» **Text to read**
Pycparser not working on preprocessed code

2020-07-30 00:59发布

问题:

I need to use pycparser on preprocessed C code (the results produced by 'gcc -E'). However I am currently running into issue that I can't understand or solve.

I am using the provided samples year2.c and func_defs.py, which i modified to use a variety of preprocessors and fake libraries to no avail. Maybe some of you can look into this and see if you can reproduce/solve the issue. I will append all necessary code.

The errors were generated using year2.c (regular sample file) and year2.i ('gcc -E' output). There was no useable result for the latter while the former worked with both preprocessor/fakelib variants.

I have created a bitbucket repo with all relevant errors, the script used (albeit only its last variation) and the year2.c and year2.i files.

Error & Sample Repo

Thanks for your time.

回答1:

The error you're getting is:

pycparser.plyparser.ParseError: /usr/lib/gcc/x86_64-linux-gnu/4.8/include/stdarg.h:40:27: before: __gnuc_va_list

The line indicated as causing the error (stdarg.h:40):

typedef __builtin_va_list __gnuc_va_list;

In gcc, __builtin_va_list is, as its name indicates, built in to the compiler. Consequently, no declaration of that type is necessary (or allowed).

It's pretty common for C compilers to use a symbol-table-based technique to parse typenames, since there are a number of ambiguities in the grammar if you cannot distinguish a typename from another identifier. Such a parser will assume that an undeclared identifier is not a typename, and if __builtin_va_list is not a typename, that typedef is a syntax error.

So I suppose that the pyparser grammar you're using doesn't know about gcc builtin types (and why should it?).

» **Data segment**
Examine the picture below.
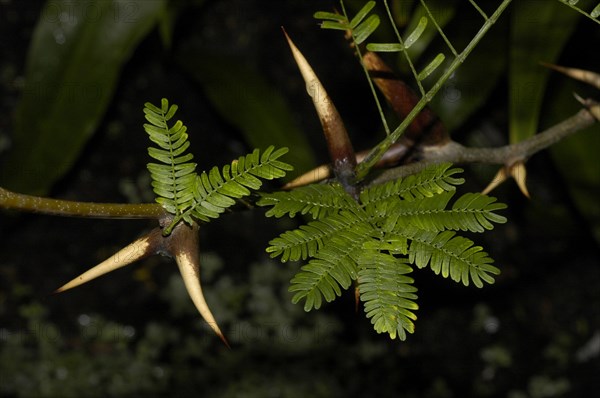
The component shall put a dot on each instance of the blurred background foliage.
(74, 77)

» **Challenges**
(1) According to the pycparser thread, why does gcc need no declaration of __builtin_va_list?
(2) Carry on the pycparser thread after its last sentence.

» **Exercise responses**
(1) It is built in to the compiler.

(2)
Your fakelib seems to be including the same header file. That's not surprising since it is hard to fake stdarg.h; although technically a library header, it is part of the small set of headers which must be provided by the compiler even in a freestanding (no standard library) implementation: <float.h>, <iso646.h>, <limits.h>, <stdalign.h>, <stdarg.h>, <stdbool.h>, <stddef.h>, <stdint.h>, and <stdnoreturn.h> (C11 standard, clause 4, paragraph 6). These must be implemented by the compiler because there is no way an external library can know enough about the nature of the compiled code to properly define them.

Depending on what you require from the pyparsed output, you may be able to workaround this for pyparser by including a definition of __builtin_va_list, such as:

typedef struct __builtin_va_list { } __builtin_va_list;

__builtin_va_list is not the only builtin gcc datatype, although you may not run into the other ones. So you might have to iterate this solution a few times until you achieve whatever it is you are trying to achieve.



回答2:

As @rici has explained the cause of the error. I'd focus more on how to solve it. I've taken my answer from pycparser author's blog - http://eli.thegreenplace.net/2015/on-parsing-c-type-declarations-and-fake-headers

The idea is that pycparser needs to know what anyheader.h contains so it can properly parse the code. As actually parsing anyheader.h and all the other headers it transitively includes, could be very time consuming and perhaps not required for your task, fakeheaders can be used. A fake anyheader.h will only contain the parts of the original that are necessary for parsing - the #defines and the typedefs.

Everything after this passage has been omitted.